__BRIEF__.
Copy the lines from the one containing "</instance>" through the last line, swapping "clicks" for "points" and leaving everything else unchanged.

++++

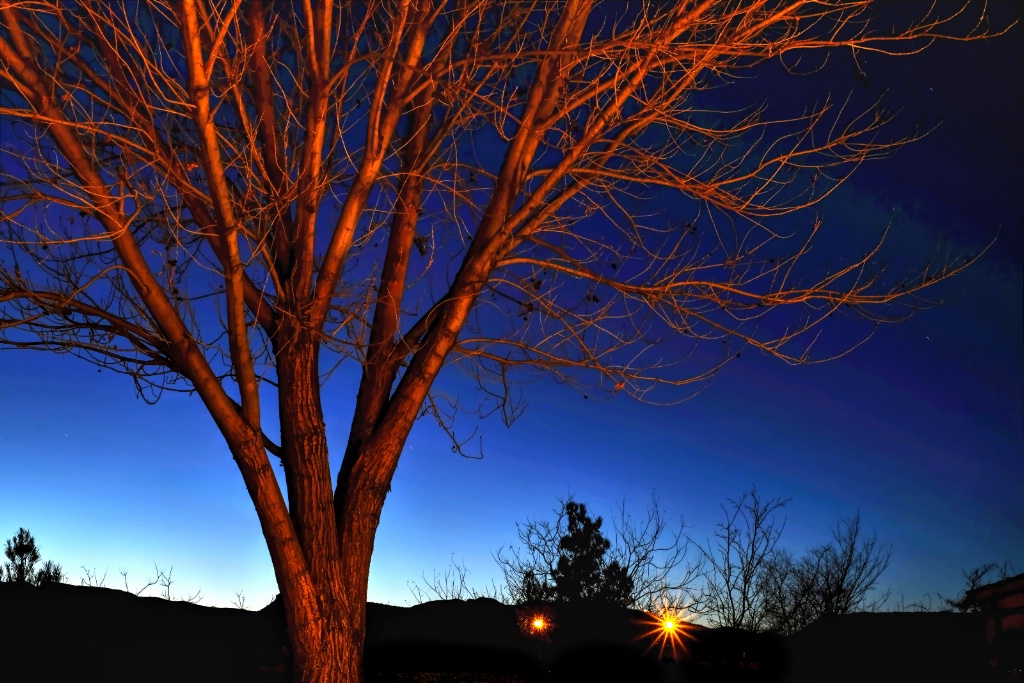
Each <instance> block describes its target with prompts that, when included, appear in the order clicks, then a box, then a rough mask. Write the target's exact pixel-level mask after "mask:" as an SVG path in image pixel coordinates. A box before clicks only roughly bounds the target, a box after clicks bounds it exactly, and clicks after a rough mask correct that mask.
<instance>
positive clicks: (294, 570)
mask: <svg viewBox="0 0 1024 683" xmlns="http://www.w3.org/2000/svg"><path fill="white" fill-rule="evenodd" d="M317 354H318V346H317V344H316V342H315V340H314V339H313V334H312V333H310V332H309V331H308V329H301V328H300V327H299V326H288V325H286V326H284V327H283V328H282V329H280V330H279V334H278V335H276V336H275V356H276V367H278V377H279V387H278V392H279V407H280V408H279V417H280V420H281V434H282V444H281V458H282V463H283V464H284V467H285V472H286V482H287V490H288V508H289V516H290V517H291V520H292V524H293V525H294V527H295V532H296V536H297V537H298V541H299V545H300V547H301V549H302V559H303V565H302V566H296V567H291V566H284V567H281V568H280V569H279V574H281V573H285V574H291V573H296V574H301V573H303V572H307V573H308V577H309V582H310V584H311V585H312V587H313V593H312V595H311V599H305V598H304V597H303V594H302V592H301V591H298V592H297V595H295V596H290V595H287V594H286V593H287V589H286V586H288V587H291V586H292V584H293V582H292V581H289V579H288V578H287V577H281V575H279V579H278V581H279V585H280V586H281V588H282V599H283V602H284V606H285V612H286V621H287V628H288V635H289V638H290V640H291V642H292V645H293V648H294V651H293V653H292V656H293V677H294V680H295V681H296V682H297V683H322V682H324V683H326V682H329V681H330V682H331V683H335V682H342V683H357V682H358V681H361V669H362V645H364V639H365V635H364V634H365V628H364V623H365V621H366V608H365V607H364V606H360V605H358V604H356V603H353V601H352V600H351V599H350V598H349V597H348V596H349V595H350V594H351V593H352V592H353V590H355V589H354V588H353V584H356V585H357V584H359V583H361V584H362V587H364V588H362V594H365V593H366V584H367V582H368V581H369V563H368V565H367V571H366V572H365V573H362V574H361V575H356V574H352V573H350V572H348V571H344V572H343V571H342V564H341V561H340V558H341V549H340V547H339V543H338V529H337V526H336V521H335V512H334V492H333V487H332V477H331V465H330V461H329V457H328V441H327V427H326V424H325V421H324V413H323V408H322V405H321V395H319V392H321V386H319V369H318V365H317ZM356 592H357V591H356Z"/></svg>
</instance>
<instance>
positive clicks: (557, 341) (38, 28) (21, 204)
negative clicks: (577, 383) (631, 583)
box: [0, 0, 993, 683]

++++

__SOLUTION TO THE PROBLEM__.
</instance>
<instance>
positive points: (557, 341) (38, 28) (21, 204)
negative points: (577, 383) (631, 583)
box: [0, 0, 993, 683]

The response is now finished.